PAGE |
START

Popular culture sees motorcyclists as risk-seekers on the hunt for that thrill. However, research has found that young motorcyclists aren’t any more risk-takers than young drivers are. It could be, then, that those who are drawn to motorcycling are those who have a higher need to experience flow.

While happiness is not the same thing as flow, Csikszentmihalyi’s research found that happiness and motivation was highest involved in active leisure, talking with people and when eating. Talking, he says, results in flow and personal growth when it’s with those who you find have “interesting opinions and whose conversations are stimulating”. While “superficial conversations…can stave off depression” but don’t result in flow. Concentration is highest when working/studying, when driving and in active leisure—the parts of our lives that require the most mental effort. These are also the things that provide the most opportunity for flow.

It could be, then, that rather than having thrill-seeking or risk-taking personalities, riders have a higher need for flow.

2 Comments »

  1. Balance is not an assumed risk.

    Balance has many definitions that all require equilibrium.

    The definition of balance is not a concept nor is balance a risk.

    Motorcyclists need to be afforded the right to live and the right to die.
    They wish freedom and fair usage of the highways and byways.
    They wish to travel unimpeded with freedom of movement.
    They wish to have insurance claims paid without lawsuit.
    They wish protection from the bully pulpit of government under the guise of democracy.

    The true issue of laws for and against motorcyclists is control of a perceived balance.

    Many motorcyclists ride to live out a fantasy double life. For them, they have purchased the costume and accoutrements of a rebel or a tough guy sanitized in their attempts at living life to the fullest. For others, riding is a freedom of transport through the elements. Some others enjoy the use of skill necessary for survival and the challenges that are constantly changing. Still others enjoy the conspicuity of being a risk taker.

    Taking risks and meeting the challenges are totally different than risky behavior.

    Anti motorcycle and, anti-motorcyclist positions range from practicality of modality, myriads of protectionism of motorcyclists from themselves, to those issues of the environment. It has become fair game to blame the ills of society upon motorcyclists and motorcycles or the lack of them.

    Viewpoints have stated that, “one major source of urban noise, that of motorcycles, is optional and totally unnecessary. In a seasonal climate, it is clear that motorcycles are not an integral part of our transportation system for they cannot be operated during our long winter. The owners of motorcycles have alternative means of transportation. The motorcycle is an optional vehicle for pleasure, not utility. It is a toy, albeit an expensive one.

    Furthering the anti motorcycle viewpoint, they go on to say, “As pleasure vehicles, motorcycles tend to operate in groups and to concentrate in particular and limited traffic patterns. And, as pleasure vehicles, they are often operated in a manner that brings juvenile emotional satisfaction to their owners but distress to those who live nearby. The effect of all these behaviors is to saturate certain roadways of our city with high and excessive levels of noise.”

END

EXERCISES |
1) Answer the following questions using the text on motorcycling and flow.
(a) According to the research cited, how do young motorcyclists compare with young drivers in risk-taking?
(b) In which three activities is concentration said to be highest?
(c) According to the comment, what is totally different from risky behavior?
2) Pick up the text on motorcycling and flow after its final sentence and continue it.

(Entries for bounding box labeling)
START

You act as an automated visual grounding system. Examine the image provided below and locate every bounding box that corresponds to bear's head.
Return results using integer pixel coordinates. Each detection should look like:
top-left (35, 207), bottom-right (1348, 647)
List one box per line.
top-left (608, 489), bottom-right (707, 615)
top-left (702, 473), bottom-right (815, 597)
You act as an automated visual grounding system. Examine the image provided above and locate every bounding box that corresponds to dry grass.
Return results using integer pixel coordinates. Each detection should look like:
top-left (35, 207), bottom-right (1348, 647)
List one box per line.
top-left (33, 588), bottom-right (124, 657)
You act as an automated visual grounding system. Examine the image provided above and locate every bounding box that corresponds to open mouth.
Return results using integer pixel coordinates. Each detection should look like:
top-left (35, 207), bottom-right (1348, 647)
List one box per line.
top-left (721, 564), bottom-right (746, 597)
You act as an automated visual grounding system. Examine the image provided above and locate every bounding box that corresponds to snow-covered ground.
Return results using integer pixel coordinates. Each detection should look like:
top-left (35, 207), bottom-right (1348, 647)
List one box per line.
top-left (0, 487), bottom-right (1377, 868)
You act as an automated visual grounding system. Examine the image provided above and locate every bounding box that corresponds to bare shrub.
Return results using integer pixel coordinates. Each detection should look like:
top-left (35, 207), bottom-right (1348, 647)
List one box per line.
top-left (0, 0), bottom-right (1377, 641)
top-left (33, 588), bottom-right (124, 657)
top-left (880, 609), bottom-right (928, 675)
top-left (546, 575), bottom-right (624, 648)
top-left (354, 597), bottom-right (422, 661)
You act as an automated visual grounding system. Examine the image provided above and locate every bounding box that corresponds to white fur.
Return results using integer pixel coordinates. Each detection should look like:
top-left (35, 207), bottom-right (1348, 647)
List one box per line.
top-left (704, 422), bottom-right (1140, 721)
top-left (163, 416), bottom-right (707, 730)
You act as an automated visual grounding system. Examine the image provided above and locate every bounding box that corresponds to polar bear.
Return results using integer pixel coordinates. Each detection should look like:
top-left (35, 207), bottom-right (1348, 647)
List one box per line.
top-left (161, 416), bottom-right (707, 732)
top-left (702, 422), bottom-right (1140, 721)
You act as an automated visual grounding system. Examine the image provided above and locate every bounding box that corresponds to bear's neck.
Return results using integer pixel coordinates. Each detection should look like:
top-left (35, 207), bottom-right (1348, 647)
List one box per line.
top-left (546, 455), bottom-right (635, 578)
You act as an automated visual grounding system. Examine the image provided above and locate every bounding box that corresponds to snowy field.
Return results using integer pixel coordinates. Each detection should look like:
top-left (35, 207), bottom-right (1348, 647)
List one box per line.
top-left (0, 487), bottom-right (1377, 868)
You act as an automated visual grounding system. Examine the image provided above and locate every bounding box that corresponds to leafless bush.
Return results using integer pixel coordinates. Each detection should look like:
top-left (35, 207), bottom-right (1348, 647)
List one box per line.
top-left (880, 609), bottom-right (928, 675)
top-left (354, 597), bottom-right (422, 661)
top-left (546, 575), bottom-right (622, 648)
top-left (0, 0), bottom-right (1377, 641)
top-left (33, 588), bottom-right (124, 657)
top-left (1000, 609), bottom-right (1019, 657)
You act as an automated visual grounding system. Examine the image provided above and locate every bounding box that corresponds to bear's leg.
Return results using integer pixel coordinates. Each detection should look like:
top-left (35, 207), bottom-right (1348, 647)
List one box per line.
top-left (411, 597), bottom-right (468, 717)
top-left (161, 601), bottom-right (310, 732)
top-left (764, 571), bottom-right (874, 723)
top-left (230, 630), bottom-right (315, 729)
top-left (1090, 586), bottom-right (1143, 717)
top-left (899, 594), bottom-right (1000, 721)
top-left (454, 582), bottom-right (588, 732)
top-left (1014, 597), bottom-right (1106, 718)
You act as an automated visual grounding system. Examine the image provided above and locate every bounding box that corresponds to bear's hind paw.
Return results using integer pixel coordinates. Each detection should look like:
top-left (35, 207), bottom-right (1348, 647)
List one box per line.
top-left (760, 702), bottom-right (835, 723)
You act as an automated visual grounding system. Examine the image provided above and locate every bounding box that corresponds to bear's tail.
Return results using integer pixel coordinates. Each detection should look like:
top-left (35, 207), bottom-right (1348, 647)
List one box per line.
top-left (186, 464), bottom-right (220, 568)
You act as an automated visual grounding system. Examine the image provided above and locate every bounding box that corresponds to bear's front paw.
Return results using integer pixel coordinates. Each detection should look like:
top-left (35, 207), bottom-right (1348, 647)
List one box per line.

END

ANSWERS |
1)
(a) Young motorcyclists are not any more risk-takers than young drivers.
(b) Working/studying, driving, and active leisure.
(c) Taking risks and meeting the challenges.

2)
    Many well-meaning citizens abhor the death of another for their own selfish gain.

    They attach their own fears of death to the feelings and wishes of another.

    Many Americans view the motorcyclist as “fair game”. They would prefer to not hear us, nor hear our pleas. They have also shown a preference for not seeing us. They have even recommended that we be put in harms way.

    The minority of motorcyclists is easy to pick on. The protections afforded by leather and helmets do not help us against prejudicial laws currently in existence or the ones yet to be introduced.

    The protective gear additionally fails us within the court system.

    The protective gear allows all to profile our “type” and predict our behaviors.

    We as motorcyclists try to demand an equal access (balance) to all these things and we are stigmatized by our own public dress and behaviors.

    Motorcyclists are portrayed constantly as irresponsible risk takers because of balance.

    Motorcyclists constantly fight for balance in laws and in life.

    The assumed risk, of wanting balance in life, wastes life and money needlessly when we assume the position of victim.

    As motorcyclists, it is the razor’s edge that draws us. The feeling of perfectly managing all those influences that result in what can only be described as the closest feeling to flying that can be experienced upon solid ground. When you’re riding on the razor’s edge, it’s the joy of feeling (and being in control of) personal perfection that is so seductive.

    This joy of feeling has now drawn many of us into politics and legislation to defend our sense of control and balance in our personal and societal lives.

    An amalgam of people ride powered two and three wheeled vehicles. Many choose to be law abiding and others choose to be lawless in varying degrees.

    Unless we choose to balance ourselves and unify within a framework of some common ground, we will always be victims of choice rather than have freedom of choice.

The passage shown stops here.